▶ _What you need to do_
All of the records below must be reproduced exactly, minus any pictures.

▶ _Data_
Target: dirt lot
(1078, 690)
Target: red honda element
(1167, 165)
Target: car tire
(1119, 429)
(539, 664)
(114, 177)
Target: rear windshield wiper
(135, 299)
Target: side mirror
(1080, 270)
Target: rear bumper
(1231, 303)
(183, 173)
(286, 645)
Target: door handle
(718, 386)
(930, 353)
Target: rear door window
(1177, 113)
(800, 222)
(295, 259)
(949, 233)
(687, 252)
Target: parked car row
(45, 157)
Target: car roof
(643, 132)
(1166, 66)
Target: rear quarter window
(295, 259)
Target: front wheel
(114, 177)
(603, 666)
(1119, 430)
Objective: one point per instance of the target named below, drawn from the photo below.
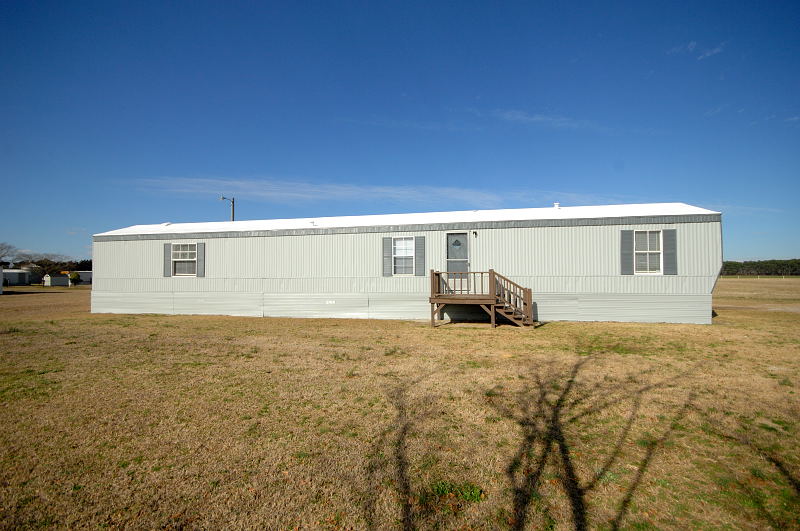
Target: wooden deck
(494, 293)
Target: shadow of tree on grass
(552, 402)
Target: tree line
(46, 263)
(762, 267)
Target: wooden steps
(495, 294)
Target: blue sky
(120, 113)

▶ _Response area_
Target: dirt lot
(1078, 690)
Target: red honda element
(1167, 165)
Target: car tire
(1119, 429)
(539, 664)
(114, 177)
Target: rear windshield wiper
(135, 299)
Target: side mirror
(1080, 270)
Target: rear bumper
(1231, 303)
(183, 173)
(286, 645)
Target: door handle
(718, 386)
(930, 353)
Target: rear door window
(1177, 113)
(800, 222)
(295, 259)
(949, 233)
(687, 252)
Target: parked car row
(45, 157)
Target: car roof
(643, 132)
(1166, 66)
Target: rear quarter window
(295, 259)
Target: front wheel
(114, 177)
(603, 666)
(1119, 430)
Objective: one point per instance of the target named below, drawn from the photo below.
Target: wooden deck
(494, 293)
Target: shadow of tree on grass
(552, 402)
Target: tree line
(46, 263)
(762, 267)
Target: wooden steps
(495, 294)
Target: blue sky
(120, 113)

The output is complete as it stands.